-- Selected extract start --

The scientist, or any knower, observes “a set of rules which are not known as such to the person following them” (49).  There are rules to an art, but they do not always determine how you practice that art.  Polanyi gives the example of practicing a piano.  On one hand, a certain sequence of keys have to be hit, but they also have to be hit in a certain way, or “touch.”  The element of “touch” remains surprisingly resistant to analysis.

This type of learning is tradition, or that of a master/apprentice relationship. The apprentice watches the master and imitates him.  In doing so, he not only learns the technical process of the craft, but he also picks up the rules of the art which aren’t always known to the master himself (53).

Focal Awareness vs. Subsidiary Awareness

I hit a hammer with a nail. In doing so, I attend to both the hammer and the nail, but not in the same way. My focal awareness is on driving the nail.  My subsidiary awareness is on the feeling the hammer has on my hand.  I am “watch[ing] something else while keeping intensely aware of [it]” (55).

Polanyi concludes this chapter noting that “personal knowledge in science is not made but discovered, and as such it claims contact with reality beyond the clues on which it relies. It commits us, passionately and far beyond our comprehension, to a vision of reality” (64).  This is what Thomas Torrance calls “kataphysic knowledge.” It is where we submit as knower to the object known, which then impresses itself into our mode of knowing.

When we discover patterns in learning, the process is irreversible.  You can never “unsee” a completed puzzle.  The child at early ages learns by basic operational rules.  Over time and use, these rules form a system of logic.  This system of logic does not give any new information.  It is akin to “mere manipulation of symbols” (83).  When confronted with a completely new opportunity for knowledge, the mind must make a “proleptic jump” from the known to the unknown.

Subsidiary knowledge is instrumental knowledge.  “It is not known in itself but is known in terms of something focally known” (88). In the quest for knowledge, one cannot always say how the subsidiary facts fit together.

-- Selected extract end --
-- Collected material start --

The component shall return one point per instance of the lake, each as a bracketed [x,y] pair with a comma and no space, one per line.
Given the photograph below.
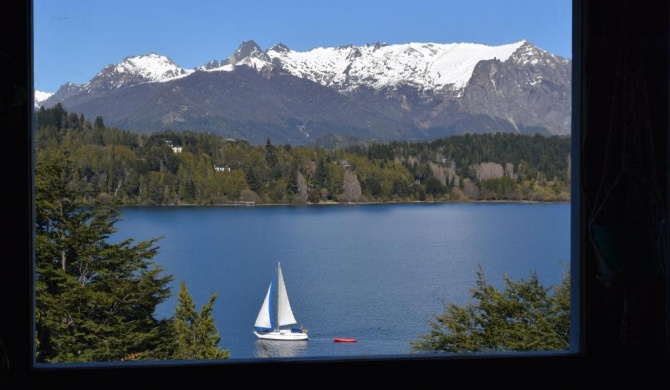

-- Collected material end --

* Work to do *
Please rewrite the passage on Polanyi, everything from "Focal Awareness vs." down to "mode of knowing.", with "nail" renamed to "spike".

* The completed task *
Focal Awareness vs. Subsidiary Awareness

I hit a hammer with a spike. In doing so, I attend to both the hammer and the spike, but not in the same way. My focal awareness is on driving the spike.  My subsidiary awareness is on the feeling the hammer has on my hand.  I am “watch[ing] something else while keeping intensely aware of [it]” (55).

Polanyi concludes this chapter noting that “personal knowledge in science is not made but discovered, and as such it claims contact with reality beyond the clues on which it relies. It commits us, passionately and far beyond our comprehension, to a vision of reality” (64).  This is what Thomas Torrance calls “kataphysic knowledge.” It is where we submit as knower to the object known, which then impresses itself into our mode of knowing.